• Stated goal: Please locate each line in the data below that contains the string "Trace" and copy those lines out in full.

• Exercise materials:
-.-.-
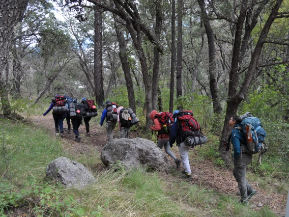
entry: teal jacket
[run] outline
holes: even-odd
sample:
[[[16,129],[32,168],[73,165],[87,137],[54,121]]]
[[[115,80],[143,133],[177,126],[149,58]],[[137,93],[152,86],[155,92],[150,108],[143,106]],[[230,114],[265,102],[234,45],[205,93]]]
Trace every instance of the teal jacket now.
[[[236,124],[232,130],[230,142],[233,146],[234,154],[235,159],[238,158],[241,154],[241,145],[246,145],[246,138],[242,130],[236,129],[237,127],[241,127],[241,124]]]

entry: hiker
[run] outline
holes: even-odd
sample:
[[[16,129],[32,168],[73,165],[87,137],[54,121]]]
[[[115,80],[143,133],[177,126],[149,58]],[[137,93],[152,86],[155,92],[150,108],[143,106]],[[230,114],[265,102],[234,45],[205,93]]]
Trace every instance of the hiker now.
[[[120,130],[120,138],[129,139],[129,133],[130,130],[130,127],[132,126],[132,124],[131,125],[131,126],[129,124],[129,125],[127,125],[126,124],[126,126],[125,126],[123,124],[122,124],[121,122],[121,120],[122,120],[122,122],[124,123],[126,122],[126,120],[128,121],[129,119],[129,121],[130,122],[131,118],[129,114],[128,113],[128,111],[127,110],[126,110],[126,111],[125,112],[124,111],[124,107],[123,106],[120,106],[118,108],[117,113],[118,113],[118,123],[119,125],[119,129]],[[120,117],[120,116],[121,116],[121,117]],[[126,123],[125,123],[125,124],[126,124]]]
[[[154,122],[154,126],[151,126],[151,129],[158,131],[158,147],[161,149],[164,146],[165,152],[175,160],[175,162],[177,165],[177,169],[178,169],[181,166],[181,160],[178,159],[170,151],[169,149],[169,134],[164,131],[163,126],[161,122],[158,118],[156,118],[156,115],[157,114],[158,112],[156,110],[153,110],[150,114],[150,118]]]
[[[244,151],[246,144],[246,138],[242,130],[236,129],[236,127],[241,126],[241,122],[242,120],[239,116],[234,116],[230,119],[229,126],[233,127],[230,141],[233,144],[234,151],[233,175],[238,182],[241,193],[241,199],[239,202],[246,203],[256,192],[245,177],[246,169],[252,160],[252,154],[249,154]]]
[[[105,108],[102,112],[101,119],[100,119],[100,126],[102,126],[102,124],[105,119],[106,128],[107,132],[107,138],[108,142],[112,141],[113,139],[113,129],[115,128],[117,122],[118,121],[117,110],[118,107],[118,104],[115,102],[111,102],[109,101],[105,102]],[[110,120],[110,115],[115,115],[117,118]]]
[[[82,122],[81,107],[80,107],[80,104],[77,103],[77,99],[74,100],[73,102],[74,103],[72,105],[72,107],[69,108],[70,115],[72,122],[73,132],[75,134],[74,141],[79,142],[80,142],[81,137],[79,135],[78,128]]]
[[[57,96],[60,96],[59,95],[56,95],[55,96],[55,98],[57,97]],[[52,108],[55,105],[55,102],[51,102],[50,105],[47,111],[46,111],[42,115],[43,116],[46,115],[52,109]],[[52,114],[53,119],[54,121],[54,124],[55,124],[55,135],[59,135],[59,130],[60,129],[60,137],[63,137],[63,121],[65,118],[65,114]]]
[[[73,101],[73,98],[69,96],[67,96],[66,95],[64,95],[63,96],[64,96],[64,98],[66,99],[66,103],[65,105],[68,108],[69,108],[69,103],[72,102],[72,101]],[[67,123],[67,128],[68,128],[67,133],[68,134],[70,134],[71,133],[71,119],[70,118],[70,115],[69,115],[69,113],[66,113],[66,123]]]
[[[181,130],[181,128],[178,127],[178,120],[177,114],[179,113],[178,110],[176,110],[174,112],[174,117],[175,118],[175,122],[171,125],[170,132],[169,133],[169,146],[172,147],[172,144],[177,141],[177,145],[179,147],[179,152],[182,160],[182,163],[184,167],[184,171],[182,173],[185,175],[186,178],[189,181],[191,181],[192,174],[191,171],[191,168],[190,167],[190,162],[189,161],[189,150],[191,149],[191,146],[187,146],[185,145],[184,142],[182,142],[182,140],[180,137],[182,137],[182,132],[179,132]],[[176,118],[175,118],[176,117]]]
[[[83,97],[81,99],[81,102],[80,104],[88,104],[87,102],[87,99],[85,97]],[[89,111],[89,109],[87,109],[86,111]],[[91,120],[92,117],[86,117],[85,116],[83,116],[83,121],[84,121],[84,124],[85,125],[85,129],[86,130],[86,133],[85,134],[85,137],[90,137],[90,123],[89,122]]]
-.-.-
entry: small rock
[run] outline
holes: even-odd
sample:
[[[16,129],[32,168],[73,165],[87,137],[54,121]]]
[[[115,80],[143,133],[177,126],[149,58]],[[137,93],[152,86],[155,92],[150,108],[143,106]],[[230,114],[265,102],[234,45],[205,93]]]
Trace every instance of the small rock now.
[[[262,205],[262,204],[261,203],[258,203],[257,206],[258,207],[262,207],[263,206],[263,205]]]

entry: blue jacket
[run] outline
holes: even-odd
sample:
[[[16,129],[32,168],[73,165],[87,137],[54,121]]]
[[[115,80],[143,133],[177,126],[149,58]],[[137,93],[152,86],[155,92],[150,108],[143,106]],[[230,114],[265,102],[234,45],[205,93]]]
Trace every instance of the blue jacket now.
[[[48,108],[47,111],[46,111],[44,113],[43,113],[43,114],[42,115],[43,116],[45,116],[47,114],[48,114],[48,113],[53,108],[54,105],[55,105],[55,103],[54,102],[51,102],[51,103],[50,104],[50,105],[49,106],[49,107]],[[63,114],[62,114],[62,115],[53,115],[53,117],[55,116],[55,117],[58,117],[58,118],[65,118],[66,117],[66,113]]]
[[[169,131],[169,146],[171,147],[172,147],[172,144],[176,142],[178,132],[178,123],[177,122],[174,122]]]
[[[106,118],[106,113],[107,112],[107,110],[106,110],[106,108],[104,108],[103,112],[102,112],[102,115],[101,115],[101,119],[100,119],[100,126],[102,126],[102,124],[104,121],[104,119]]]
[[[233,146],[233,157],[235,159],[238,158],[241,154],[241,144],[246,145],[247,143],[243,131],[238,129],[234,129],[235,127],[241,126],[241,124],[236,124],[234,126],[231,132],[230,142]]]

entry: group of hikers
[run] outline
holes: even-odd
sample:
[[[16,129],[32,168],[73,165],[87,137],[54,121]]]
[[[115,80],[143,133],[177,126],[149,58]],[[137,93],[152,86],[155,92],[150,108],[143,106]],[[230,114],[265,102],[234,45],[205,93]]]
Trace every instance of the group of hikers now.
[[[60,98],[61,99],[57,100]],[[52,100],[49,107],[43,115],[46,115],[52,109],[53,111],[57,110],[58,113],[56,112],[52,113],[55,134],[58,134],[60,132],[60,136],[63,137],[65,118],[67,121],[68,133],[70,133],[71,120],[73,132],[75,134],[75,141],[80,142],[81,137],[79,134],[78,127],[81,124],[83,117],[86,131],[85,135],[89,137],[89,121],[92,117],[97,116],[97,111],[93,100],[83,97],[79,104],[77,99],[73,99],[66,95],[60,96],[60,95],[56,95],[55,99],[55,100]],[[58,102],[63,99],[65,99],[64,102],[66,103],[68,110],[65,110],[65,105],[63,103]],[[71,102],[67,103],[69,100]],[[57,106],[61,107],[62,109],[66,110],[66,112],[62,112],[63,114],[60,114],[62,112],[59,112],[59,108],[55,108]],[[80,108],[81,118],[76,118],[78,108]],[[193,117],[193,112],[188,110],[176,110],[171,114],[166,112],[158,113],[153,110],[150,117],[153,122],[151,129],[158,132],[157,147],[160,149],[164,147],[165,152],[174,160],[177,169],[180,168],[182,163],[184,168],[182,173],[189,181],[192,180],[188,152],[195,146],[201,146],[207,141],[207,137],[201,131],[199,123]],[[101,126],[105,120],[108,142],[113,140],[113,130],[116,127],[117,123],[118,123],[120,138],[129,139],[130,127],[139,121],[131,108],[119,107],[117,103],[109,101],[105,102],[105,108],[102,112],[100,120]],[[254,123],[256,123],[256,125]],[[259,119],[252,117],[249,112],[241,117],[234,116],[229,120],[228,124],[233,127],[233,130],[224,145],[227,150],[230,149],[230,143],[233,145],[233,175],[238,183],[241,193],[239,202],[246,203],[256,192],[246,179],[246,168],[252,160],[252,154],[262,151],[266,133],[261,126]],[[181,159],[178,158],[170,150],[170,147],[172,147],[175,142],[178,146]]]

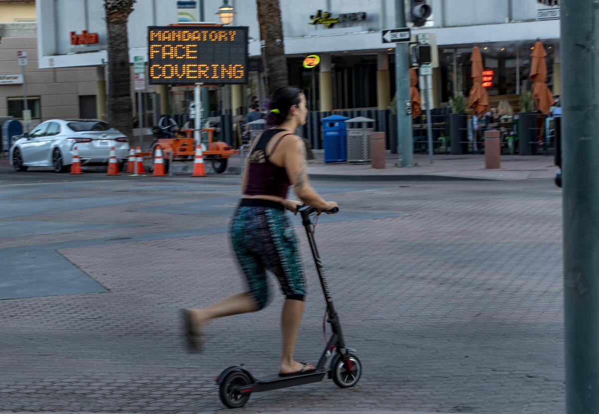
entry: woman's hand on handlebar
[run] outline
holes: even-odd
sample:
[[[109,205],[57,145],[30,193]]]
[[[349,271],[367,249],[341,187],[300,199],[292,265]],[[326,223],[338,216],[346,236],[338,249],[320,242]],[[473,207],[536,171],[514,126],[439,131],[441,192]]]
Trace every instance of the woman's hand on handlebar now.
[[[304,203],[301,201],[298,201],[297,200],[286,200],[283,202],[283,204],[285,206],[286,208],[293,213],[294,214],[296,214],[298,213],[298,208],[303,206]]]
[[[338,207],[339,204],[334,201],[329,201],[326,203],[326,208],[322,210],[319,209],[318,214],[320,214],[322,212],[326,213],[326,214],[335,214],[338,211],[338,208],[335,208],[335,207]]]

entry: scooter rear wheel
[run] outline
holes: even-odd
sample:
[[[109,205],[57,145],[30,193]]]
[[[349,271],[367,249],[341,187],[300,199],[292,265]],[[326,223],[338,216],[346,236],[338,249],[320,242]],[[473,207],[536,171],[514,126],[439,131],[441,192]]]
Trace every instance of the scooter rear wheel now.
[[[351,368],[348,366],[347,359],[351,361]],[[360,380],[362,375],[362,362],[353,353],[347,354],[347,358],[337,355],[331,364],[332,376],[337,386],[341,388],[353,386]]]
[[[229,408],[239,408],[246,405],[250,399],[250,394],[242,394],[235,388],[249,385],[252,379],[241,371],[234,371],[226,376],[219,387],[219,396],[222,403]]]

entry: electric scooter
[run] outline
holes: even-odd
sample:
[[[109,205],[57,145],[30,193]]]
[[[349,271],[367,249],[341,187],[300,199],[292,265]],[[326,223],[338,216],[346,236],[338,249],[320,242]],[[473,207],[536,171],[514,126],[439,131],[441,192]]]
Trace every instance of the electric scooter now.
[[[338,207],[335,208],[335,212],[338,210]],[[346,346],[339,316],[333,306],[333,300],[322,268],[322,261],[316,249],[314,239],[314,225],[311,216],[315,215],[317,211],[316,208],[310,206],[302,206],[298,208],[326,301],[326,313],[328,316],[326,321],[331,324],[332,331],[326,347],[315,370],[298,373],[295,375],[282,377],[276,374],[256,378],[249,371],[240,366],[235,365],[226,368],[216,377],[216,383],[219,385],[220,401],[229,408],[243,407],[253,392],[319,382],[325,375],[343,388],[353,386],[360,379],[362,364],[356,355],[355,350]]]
-.-.-
• Solution to this exercise:
Trace every instance of the teal jacket now.
Trace every instance of the hiker now.
Trace every instance of the small rock now.
Trace every instance of the blue jacket now.
Trace every instance of the group of hikers now.
Trace every instance of the woman's hand on handlebar now.
Trace every instance of the scooter rear wheel now.
Trace every instance of the electric scooter now.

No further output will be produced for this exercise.